#### [Challenges]
1 – According to the passage about three-dimensional maps, in which church is the sixth-century mosaic map of the eastern Mediterranean world found?
2 – Echo the part of the passage about three-dimensional maps that begins at the words "I can well believe" and stops after "it really is.".
3 – Summarize the passage about three-dimensional maps in two sentences.

──────── Excerpt

I can well believe that the Silvermaze 3D map of the West
End is a labour of love, just as it has been described on the
Covent Garden Street Site. It’s clear and elegant, and best
of all it gives a sense of the city as it really is.
We’re used to making a clear distinction between
two-dimensional maps or plans (think A-Z) and views or pictures, but in
actual fact the creators of the Silvermaze map are getting
right back to the roots of map-making. Many of the earliest maps also
try to convey a sense of place.
In
the church of St John In
Madaba, Jordan, is a truly stunning sixth-century mosaic map
of the eastern Mediterranean world. One could be forgiven for assuming
that the jumble of rooftops is pure artistic licence, but the major
public buildings are in their real locations, and the shady colonnade
lining the main street is just what we’d expect in a Roman
city. The earliest known depiction of London is also
Roman, and also in 3D.
A golden medallion struck in the late
third century for Constantius I (father of Constantine the Great) shows
London as a walled-city, with a female personification of London
kneeling in the fore-ground in supplication and thanks for the
deliverance of the city from the usurper Allectus. These are
both well-known images, easily located on Wikipedia.
If we leap forward a millenium into the year of printing with moveable
type, we find that the earliest printed maps
of London were also three-dimensional
‘bird’s eye’ plans. The 1572 map used by
Braun & Hogenberg to open their ground-breaking and monumental
city atlas of the whole world (Civitates Orbis Terrarum) and the larger
survey traditionally attributed to Agas were both directly derived from
the ‘copperplate map’ completed in the late
1550’s. We don’t have the whole thing, we
don’t even have a single printed example, but incredibly
three of the original engraved copper plates have survived, enough to
give us an impression of what the map was like. It was almost
certainly made for German merchants of the Hanseatic League who wanted
to curry favour with Bloody Mary, so although the buildings and details
of daily life (such as the pegging out of linen in Spitalfields) give a
tremendous sense of what sixteenth-century London was like, the
map-makers have deliberately down-played the halls of their English
rivals, the City Livery Companies. Never believe everything you see on
a map! (The Silvermaze map aside, of course.)

────────────────
──────── Dataset section

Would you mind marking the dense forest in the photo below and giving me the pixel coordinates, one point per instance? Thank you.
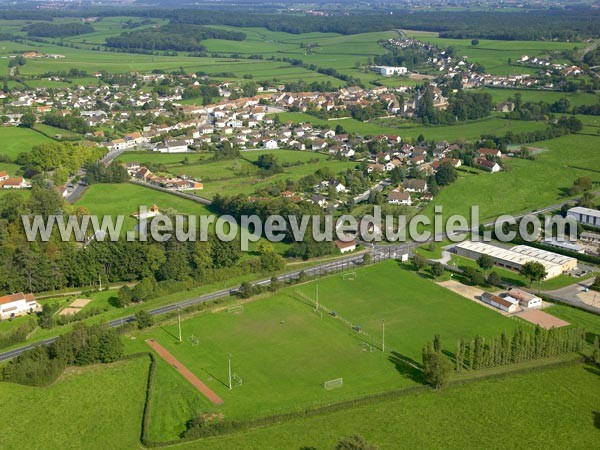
(46, 29)
(178, 37)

────────────────

#### [Written responses]
1 – It is in the church of St John in Madaba, Jordan.

2 –
I can well believe that the Silvermaze 3D map of the West
End is a labour of love, just as it has been described on the
Covent Garden Street Site. It’s clear and elegant, and best
of all it gives a sense of the city as it really is.

3 – The Silvermaze 3D map of the West End returns to the roots of map-making, since many of the earliest maps also tried to convey a sense of place, among them a sixth-century mosaic map in Madaba, Jordan, and a late third-century Roman medallion showing London as a walled city. The earliest printed maps of London were likewise bird's-eye plans derived from the copperplate map of the late 1550s, which was almost certainly made for Hanseatic merchants and deliberately downplayed the halls of the City Livery Companies.